═════ DATA SUPPLIED ═════
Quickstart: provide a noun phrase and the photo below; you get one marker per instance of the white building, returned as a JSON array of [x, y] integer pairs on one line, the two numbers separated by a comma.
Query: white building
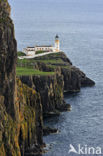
[[30, 51]]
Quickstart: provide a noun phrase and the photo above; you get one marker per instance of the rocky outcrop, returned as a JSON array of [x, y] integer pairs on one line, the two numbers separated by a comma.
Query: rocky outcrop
[[18, 136], [73, 77], [20, 106], [51, 92], [8, 53]]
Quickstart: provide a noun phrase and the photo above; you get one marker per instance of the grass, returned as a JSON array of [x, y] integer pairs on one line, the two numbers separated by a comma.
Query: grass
[[22, 71]]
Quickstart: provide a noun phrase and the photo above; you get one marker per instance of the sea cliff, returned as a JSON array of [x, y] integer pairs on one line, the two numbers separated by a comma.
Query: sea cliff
[[30, 92], [20, 106]]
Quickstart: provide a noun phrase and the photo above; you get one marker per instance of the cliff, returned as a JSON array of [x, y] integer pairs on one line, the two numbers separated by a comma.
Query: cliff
[[20, 107], [66, 78], [51, 91]]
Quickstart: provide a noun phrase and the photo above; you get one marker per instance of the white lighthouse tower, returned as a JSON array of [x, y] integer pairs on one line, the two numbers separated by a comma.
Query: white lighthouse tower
[[57, 43]]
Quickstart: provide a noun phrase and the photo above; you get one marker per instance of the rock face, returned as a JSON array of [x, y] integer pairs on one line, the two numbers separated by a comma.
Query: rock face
[[67, 78], [20, 106], [8, 54], [51, 91]]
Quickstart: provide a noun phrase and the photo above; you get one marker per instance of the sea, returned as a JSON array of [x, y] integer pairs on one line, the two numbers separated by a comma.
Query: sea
[[79, 24]]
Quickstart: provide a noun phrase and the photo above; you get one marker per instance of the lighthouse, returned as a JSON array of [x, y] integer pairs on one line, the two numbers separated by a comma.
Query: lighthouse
[[57, 43]]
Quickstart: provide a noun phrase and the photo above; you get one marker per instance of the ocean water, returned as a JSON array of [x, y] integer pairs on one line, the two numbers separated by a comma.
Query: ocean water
[[79, 23]]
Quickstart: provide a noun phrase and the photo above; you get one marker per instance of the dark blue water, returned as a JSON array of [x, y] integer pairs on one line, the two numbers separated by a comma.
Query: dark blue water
[[79, 24]]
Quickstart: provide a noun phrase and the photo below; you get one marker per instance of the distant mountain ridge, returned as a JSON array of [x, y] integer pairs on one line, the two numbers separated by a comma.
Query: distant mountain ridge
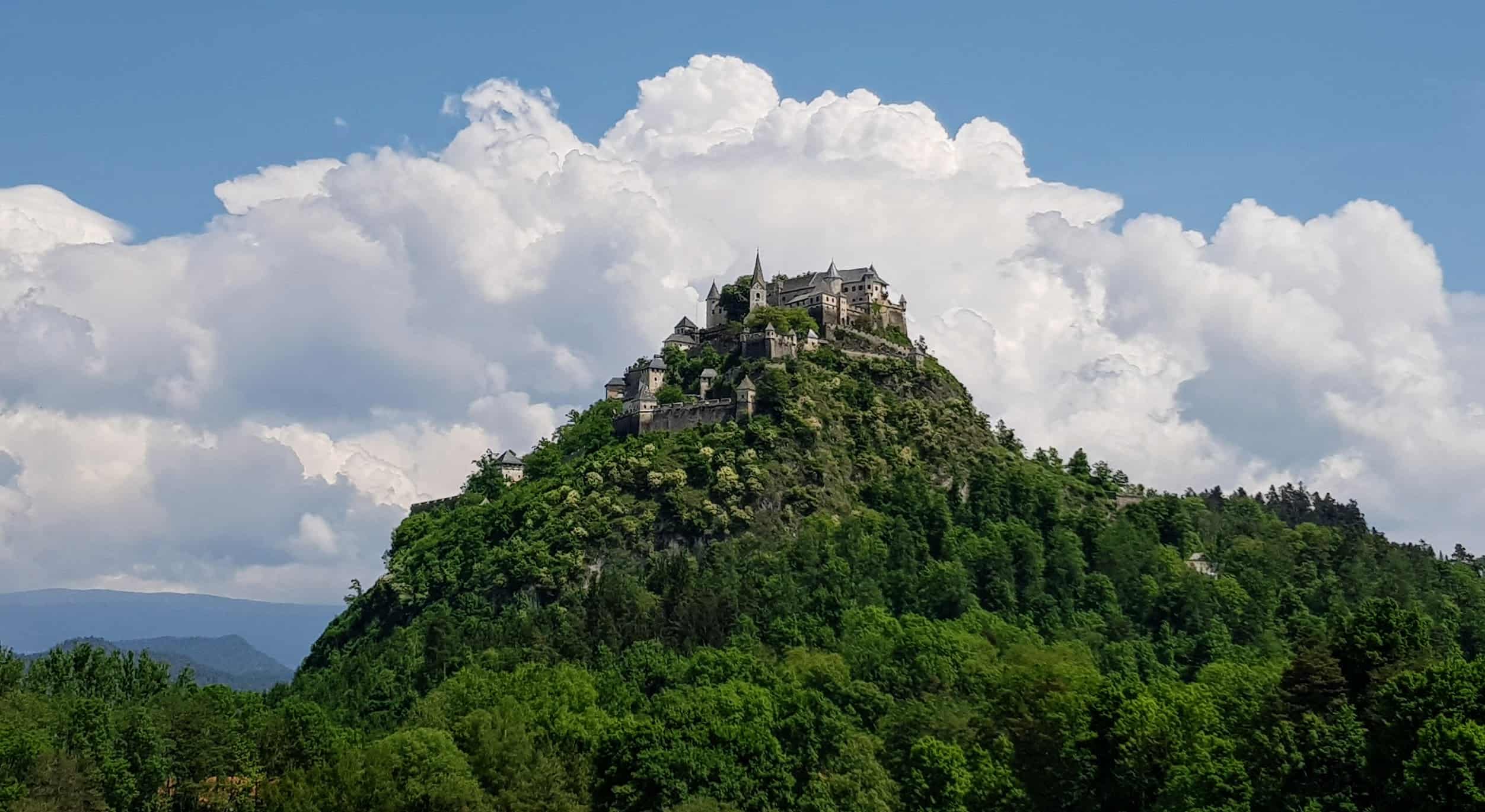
[[39, 619], [228, 661]]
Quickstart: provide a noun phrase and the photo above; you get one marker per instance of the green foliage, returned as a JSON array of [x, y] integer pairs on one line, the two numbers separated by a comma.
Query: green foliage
[[868, 597], [785, 319], [670, 394]]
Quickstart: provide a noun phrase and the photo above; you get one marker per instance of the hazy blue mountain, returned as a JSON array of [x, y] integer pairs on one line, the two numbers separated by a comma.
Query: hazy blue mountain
[[229, 661], [39, 619]]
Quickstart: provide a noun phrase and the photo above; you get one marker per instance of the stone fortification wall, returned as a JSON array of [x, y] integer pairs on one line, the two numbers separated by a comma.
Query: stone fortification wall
[[673, 418]]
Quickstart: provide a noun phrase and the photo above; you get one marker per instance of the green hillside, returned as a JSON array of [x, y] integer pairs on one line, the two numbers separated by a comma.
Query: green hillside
[[866, 597], [213, 661]]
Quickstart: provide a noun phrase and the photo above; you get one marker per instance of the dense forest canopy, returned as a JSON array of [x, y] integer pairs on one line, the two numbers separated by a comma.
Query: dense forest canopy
[[865, 599]]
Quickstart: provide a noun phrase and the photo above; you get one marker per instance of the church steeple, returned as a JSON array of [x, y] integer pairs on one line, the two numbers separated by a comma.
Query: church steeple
[[758, 292]]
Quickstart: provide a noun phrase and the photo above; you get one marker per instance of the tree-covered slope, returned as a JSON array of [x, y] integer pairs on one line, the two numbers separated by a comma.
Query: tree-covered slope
[[871, 597], [866, 597], [213, 661]]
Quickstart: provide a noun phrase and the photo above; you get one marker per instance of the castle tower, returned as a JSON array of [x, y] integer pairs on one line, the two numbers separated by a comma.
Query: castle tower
[[715, 315], [758, 290], [746, 398], [833, 280], [654, 375]]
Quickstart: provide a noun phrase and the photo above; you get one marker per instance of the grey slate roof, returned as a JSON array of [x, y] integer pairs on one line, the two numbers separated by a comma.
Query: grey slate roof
[[815, 281]]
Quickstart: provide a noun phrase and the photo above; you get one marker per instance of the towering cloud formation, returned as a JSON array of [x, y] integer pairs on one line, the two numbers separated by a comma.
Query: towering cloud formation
[[250, 409]]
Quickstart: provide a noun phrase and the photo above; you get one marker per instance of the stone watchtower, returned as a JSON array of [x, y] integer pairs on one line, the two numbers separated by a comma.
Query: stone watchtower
[[716, 317], [744, 398], [758, 289]]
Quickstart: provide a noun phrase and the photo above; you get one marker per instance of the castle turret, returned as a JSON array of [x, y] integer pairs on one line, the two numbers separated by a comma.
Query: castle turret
[[758, 289], [746, 398], [833, 280], [715, 315]]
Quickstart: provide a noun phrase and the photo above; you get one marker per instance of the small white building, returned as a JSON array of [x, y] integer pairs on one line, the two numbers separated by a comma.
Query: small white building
[[511, 466], [1200, 564]]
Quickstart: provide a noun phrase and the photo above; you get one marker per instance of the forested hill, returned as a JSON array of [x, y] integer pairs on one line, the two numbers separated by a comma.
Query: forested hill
[[213, 661], [866, 597]]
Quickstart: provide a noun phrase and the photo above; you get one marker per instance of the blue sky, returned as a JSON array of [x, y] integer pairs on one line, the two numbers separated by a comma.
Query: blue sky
[[248, 409], [1180, 107]]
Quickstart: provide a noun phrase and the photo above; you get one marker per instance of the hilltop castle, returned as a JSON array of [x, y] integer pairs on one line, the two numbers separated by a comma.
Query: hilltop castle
[[853, 296], [849, 305]]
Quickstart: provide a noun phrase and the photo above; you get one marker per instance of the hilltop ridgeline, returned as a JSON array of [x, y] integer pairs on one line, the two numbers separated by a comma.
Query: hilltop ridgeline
[[866, 596], [858, 594]]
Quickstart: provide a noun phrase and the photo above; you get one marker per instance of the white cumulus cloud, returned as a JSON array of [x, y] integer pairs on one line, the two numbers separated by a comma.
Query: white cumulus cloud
[[251, 407]]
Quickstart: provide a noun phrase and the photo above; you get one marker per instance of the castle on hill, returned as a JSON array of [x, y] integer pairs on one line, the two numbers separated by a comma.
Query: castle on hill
[[847, 305]]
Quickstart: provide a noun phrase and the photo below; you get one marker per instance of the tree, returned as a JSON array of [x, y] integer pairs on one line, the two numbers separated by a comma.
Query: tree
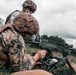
[[1, 22]]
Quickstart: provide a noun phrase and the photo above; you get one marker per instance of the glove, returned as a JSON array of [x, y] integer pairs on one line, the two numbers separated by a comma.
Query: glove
[[42, 53]]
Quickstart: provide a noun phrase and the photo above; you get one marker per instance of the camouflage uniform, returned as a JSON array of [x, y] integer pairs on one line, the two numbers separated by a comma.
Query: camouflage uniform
[[27, 4], [12, 46]]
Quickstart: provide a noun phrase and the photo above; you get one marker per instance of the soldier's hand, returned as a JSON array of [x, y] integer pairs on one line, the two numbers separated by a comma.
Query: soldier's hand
[[42, 53]]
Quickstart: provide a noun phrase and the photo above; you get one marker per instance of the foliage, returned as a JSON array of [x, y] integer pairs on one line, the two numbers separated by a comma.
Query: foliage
[[1, 21]]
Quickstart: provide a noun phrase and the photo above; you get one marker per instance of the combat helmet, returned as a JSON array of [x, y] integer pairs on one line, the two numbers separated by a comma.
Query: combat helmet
[[30, 4], [26, 23]]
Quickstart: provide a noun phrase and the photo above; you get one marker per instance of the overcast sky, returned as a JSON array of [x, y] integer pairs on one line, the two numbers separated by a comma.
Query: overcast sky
[[55, 17]]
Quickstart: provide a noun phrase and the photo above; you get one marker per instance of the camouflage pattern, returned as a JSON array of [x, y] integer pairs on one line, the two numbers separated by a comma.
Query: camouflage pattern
[[13, 50], [31, 5], [26, 23]]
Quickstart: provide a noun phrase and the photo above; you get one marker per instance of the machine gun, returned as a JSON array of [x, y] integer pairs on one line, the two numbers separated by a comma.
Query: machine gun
[[46, 62]]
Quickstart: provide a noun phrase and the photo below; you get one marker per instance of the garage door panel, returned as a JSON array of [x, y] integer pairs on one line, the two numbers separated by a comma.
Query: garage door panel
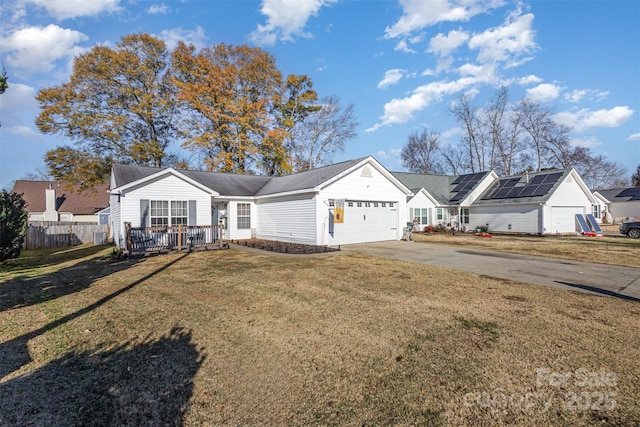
[[367, 224]]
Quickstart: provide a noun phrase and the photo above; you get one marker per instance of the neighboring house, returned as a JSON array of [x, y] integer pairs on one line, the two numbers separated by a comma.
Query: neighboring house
[[623, 203], [349, 202], [51, 201], [534, 203]]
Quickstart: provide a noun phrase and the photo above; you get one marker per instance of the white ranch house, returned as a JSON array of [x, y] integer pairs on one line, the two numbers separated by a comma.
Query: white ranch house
[[298, 208], [350, 202]]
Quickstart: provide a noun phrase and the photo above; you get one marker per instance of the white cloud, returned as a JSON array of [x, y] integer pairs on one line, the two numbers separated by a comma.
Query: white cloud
[[588, 142], [444, 45], [195, 37], [391, 77], [584, 119], [17, 103], [35, 49], [402, 46], [506, 42], [401, 110], [63, 9], [286, 19], [419, 14], [530, 79], [543, 92], [158, 9], [575, 95]]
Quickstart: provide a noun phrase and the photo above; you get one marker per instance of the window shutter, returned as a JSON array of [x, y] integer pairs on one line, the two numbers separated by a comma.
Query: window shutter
[[144, 213], [192, 213]]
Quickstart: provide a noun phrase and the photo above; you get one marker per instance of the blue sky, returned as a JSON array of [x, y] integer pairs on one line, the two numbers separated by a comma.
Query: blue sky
[[401, 63]]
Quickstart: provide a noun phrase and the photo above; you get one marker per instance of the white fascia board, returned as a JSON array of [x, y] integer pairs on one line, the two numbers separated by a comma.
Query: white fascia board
[[582, 185], [288, 193], [428, 195], [601, 197], [373, 162], [159, 174]]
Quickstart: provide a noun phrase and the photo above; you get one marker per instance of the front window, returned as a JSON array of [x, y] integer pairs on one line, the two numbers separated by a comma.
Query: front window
[[179, 212], [159, 214], [421, 215], [244, 215], [464, 215], [163, 213]]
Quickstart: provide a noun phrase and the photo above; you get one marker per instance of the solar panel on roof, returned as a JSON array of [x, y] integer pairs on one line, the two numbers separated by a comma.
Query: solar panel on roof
[[542, 190], [529, 190], [537, 179], [552, 178], [514, 192], [501, 193], [511, 183]]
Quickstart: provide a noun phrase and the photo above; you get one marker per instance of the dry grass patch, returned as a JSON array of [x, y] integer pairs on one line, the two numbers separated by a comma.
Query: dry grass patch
[[603, 250], [228, 337]]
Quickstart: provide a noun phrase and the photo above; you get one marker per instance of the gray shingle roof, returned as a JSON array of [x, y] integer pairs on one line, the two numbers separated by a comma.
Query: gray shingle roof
[[87, 203], [234, 185], [441, 186]]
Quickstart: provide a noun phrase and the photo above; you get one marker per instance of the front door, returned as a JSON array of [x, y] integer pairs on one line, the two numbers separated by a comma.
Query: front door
[[214, 220]]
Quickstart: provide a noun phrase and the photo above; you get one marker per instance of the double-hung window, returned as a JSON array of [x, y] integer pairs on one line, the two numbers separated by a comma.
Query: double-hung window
[[421, 214], [179, 212], [244, 215], [159, 213], [164, 213], [464, 216]]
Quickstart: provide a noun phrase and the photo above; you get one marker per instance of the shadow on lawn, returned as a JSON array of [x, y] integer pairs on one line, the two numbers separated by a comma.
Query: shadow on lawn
[[15, 353], [23, 291], [148, 383]]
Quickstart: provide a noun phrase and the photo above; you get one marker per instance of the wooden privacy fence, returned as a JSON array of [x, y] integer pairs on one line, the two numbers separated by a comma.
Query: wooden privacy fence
[[158, 239], [53, 234]]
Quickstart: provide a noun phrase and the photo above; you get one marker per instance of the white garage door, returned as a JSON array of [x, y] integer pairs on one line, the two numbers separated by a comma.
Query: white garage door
[[368, 222], [563, 218]]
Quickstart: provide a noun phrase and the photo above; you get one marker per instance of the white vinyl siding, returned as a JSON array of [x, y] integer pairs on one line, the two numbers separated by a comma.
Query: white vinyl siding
[[361, 223], [563, 219], [169, 188], [506, 219], [244, 215], [290, 219]]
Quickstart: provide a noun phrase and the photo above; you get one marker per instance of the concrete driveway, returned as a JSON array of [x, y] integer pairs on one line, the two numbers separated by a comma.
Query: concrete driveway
[[621, 282]]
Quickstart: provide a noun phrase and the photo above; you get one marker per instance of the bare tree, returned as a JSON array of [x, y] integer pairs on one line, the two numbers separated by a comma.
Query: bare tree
[[635, 178], [422, 153], [456, 161], [475, 134], [596, 171], [321, 134]]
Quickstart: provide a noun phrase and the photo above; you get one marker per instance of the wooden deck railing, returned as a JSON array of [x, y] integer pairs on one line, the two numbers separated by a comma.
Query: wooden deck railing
[[141, 240]]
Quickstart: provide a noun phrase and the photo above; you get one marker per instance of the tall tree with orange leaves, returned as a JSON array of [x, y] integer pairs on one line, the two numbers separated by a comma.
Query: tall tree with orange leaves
[[119, 105], [241, 111]]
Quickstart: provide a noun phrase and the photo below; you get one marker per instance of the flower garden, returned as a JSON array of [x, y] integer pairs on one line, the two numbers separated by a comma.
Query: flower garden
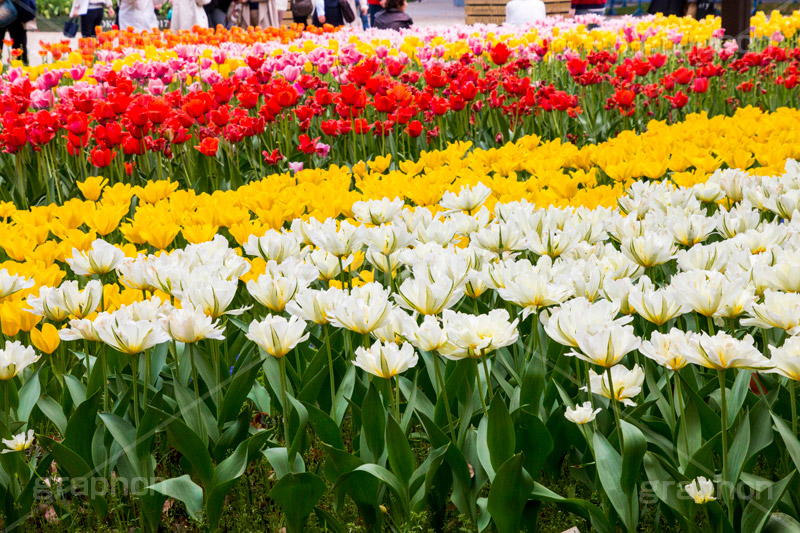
[[445, 279]]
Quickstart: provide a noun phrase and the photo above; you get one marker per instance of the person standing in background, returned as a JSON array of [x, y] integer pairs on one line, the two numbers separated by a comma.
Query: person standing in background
[[301, 9], [137, 14], [522, 12], [26, 12], [216, 12], [587, 7], [187, 14], [91, 14], [327, 12], [373, 8], [393, 16], [264, 13]]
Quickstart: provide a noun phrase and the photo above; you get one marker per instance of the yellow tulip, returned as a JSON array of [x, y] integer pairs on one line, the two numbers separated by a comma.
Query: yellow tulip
[[92, 187], [46, 340]]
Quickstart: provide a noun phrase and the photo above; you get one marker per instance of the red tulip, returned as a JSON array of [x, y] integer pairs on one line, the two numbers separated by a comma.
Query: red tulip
[[500, 53], [101, 157], [208, 146], [414, 128], [700, 85]]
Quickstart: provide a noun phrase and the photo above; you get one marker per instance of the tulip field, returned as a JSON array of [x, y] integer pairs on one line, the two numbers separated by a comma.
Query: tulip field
[[473, 278]]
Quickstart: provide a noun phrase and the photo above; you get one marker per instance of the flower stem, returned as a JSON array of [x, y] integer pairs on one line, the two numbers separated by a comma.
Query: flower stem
[[724, 423], [397, 401], [615, 404], [282, 365], [793, 404], [443, 388], [135, 380], [480, 392], [330, 369], [488, 378]]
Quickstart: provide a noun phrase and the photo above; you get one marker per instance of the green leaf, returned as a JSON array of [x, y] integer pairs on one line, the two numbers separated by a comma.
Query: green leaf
[[582, 508], [632, 455], [609, 467], [761, 434], [77, 390], [401, 457], [191, 412], [52, 410], [184, 490], [509, 494], [344, 392], [736, 456], [78, 470], [462, 480], [757, 512], [226, 475], [738, 394], [373, 421], [500, 437], [81, 425], [125, 435], [383, 475], [279, 460], [324, 426], [666, 487], [297, 426], [297, 495], [789, 439], [28, 396], [781, 523], [238, 390], [534, 440], [189, 444], [483, 449], [328, 521]]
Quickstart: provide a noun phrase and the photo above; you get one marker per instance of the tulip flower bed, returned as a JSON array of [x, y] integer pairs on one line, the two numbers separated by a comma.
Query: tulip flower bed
[[217, 115], [479, 279], [159, 216], [409, 365]]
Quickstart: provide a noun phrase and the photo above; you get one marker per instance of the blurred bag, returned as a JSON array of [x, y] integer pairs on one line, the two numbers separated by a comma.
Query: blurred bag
═════
THE PROBLEM: Return every line of the records in which the word "blurred" is found.

WRITTEN RESPONSE:
Quickstart: provide a noun phrase and the photo above; you get one marker per instance of the blurred bag, returned as a JSON array of [x, y] integer pairs on one line, the two numbers separated by a comma.
Query: blurred bag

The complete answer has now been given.